(Stored data entries)
☆ ☆ ☆ ☆

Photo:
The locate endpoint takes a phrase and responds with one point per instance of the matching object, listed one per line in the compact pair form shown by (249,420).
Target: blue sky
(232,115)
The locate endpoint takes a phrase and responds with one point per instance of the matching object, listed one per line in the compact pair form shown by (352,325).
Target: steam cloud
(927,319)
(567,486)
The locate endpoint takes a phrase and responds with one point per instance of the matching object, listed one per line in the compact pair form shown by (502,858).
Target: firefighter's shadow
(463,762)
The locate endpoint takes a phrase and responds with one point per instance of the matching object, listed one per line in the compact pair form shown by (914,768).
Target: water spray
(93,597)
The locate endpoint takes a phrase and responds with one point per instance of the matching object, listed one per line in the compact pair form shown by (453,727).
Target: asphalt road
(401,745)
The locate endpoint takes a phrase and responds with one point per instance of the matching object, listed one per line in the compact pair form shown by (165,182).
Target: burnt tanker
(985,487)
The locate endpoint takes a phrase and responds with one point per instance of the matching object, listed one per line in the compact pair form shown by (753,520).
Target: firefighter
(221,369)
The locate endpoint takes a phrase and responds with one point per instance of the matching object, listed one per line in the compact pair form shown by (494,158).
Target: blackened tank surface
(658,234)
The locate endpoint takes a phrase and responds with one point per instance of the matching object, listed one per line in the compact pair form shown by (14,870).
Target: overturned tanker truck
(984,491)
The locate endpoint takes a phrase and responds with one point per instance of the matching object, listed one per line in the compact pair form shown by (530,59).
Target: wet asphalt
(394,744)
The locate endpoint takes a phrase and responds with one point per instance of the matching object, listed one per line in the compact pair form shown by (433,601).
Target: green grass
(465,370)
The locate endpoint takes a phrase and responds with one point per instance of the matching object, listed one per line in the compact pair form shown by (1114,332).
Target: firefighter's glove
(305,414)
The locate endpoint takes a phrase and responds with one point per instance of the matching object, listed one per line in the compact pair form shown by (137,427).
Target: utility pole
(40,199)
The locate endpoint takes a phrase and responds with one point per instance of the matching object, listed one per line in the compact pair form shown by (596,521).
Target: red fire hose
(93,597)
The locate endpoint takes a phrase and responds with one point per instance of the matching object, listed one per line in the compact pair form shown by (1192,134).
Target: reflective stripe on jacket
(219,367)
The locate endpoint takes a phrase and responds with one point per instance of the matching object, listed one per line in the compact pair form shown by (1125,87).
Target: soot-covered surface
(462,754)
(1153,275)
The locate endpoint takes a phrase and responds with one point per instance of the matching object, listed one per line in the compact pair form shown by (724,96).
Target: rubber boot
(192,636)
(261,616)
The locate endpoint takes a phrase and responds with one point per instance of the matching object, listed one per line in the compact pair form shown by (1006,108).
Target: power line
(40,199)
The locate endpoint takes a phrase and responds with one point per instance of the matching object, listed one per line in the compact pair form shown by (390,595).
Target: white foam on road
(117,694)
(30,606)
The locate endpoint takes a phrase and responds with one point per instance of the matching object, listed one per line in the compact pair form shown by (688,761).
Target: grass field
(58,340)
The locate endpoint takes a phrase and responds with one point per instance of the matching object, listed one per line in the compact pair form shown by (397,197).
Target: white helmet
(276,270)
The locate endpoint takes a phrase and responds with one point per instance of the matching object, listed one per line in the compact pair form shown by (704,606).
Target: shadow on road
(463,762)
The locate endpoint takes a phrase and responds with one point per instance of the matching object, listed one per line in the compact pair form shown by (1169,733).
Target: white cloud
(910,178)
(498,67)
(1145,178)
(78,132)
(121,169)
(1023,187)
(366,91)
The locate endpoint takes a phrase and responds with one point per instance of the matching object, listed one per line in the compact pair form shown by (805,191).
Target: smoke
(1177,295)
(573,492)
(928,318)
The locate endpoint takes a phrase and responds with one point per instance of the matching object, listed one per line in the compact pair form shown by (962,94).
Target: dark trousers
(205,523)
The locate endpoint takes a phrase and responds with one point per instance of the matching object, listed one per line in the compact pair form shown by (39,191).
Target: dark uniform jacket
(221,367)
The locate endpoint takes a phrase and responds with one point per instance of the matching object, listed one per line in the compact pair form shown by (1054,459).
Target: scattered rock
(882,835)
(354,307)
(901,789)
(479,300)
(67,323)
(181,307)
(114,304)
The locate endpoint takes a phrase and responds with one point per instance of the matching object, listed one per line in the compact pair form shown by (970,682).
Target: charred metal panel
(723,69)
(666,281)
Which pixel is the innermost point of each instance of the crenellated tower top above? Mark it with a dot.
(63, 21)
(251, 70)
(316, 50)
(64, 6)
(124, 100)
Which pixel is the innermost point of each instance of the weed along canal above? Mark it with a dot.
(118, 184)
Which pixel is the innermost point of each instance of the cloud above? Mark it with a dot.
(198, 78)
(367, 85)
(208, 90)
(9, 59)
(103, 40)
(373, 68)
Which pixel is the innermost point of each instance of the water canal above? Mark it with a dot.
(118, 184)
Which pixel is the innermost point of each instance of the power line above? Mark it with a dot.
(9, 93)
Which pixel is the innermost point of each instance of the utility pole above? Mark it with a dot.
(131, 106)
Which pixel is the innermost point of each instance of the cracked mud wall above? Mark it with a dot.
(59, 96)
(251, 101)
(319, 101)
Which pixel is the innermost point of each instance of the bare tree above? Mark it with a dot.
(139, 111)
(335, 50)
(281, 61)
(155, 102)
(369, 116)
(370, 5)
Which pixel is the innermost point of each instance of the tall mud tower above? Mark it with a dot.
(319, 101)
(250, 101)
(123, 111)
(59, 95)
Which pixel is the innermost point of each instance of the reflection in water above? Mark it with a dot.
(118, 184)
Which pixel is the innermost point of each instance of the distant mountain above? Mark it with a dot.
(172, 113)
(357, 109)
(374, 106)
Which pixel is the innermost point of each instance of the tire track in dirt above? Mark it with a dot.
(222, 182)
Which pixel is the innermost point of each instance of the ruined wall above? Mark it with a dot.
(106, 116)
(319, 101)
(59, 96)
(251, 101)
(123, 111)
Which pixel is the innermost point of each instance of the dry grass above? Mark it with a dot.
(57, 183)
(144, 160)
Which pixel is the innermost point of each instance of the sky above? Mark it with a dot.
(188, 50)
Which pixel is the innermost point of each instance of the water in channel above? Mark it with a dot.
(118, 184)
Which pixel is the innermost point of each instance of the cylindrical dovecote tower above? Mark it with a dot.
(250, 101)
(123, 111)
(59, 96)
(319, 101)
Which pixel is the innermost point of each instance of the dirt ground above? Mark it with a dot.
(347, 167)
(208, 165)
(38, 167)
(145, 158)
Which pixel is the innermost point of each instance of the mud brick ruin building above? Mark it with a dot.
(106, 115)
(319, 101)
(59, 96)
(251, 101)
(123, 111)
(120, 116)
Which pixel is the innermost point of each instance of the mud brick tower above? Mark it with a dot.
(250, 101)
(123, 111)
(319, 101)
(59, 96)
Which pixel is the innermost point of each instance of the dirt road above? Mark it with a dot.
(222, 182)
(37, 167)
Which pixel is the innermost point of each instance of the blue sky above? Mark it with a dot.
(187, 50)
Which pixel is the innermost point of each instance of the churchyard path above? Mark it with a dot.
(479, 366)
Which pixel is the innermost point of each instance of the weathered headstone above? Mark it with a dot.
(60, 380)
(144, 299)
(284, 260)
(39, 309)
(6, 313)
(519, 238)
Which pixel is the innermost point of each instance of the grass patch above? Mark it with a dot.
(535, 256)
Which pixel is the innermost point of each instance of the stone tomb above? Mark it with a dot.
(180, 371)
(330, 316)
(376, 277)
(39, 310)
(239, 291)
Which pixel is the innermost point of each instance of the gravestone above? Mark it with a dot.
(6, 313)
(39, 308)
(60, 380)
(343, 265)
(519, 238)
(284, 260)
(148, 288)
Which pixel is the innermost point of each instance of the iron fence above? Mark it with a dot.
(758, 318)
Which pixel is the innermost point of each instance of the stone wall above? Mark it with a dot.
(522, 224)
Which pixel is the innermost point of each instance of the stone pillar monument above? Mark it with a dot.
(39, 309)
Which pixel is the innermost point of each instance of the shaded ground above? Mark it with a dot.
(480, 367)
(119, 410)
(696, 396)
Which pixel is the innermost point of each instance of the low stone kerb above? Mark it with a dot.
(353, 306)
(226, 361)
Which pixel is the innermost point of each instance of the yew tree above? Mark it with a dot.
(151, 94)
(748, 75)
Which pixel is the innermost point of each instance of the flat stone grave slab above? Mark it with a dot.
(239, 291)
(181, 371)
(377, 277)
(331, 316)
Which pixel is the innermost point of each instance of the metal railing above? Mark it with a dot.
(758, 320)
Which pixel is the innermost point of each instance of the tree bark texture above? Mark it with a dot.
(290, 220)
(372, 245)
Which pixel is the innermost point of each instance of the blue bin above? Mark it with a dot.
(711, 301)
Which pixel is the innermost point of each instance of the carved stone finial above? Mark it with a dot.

☆ ☆ ☆ ☆

WHAT THE TASK ASKS: Give back precisely the lines above that start at the line containing "shown by (688,761)." and end at the line containing "shown by (1054,459).", inclusive. No other lines belong in the output.

ANSWER TO THIS TASK:
The locate endpoint takes a phrase and responds with one point per instance of the matching object, listed one per line in the compact pair form shown by (688,761).
Target: grass field
(58,340)
The locate endpoint takes a phrase and responds with one point per instance of the matching object, listed one per line in the compact pair form shown by (397,197).
Target: white helmet
(276,270)
The locate endpoint takes a phrase and responds with one point per instance of the matching object, listed one per line in the compact pair form shown by (704,606).
Target: shadow on road
(463,762)
The locate endpoint takes a phrase and responds with one point per instance of the matching object, listed one per line in the compact pair form shown by (1169,733).
Target: white cloud
(910,178)
(498,67)
(1145,178)
(78,132)
(121,169)
(1023,187)
(366,91)
The locate endpoint takes a phrase and responds with one point per instance of the matching object, listed one per line in the compact pair form shown by (805,191).
Target: smoke
(1177,295)
(573,492)
(928,318)
The locate endpoint takes a phrase and responds with one point per instance of the matching object, listed one per line in the compact pair form shown by (962,94).
Target: dark trousers
(205,523)
The locate endpoint takes a phrase and responds with one point per instance of the matching object, listed one per line in the compact pair form shown by (39,191).
Target: dark uniform jacket
(221,367)
The locate endpoint takes a phrase and responds with one point per instance of the matching object, listed one per line in the compact pair form shown by (1054,459).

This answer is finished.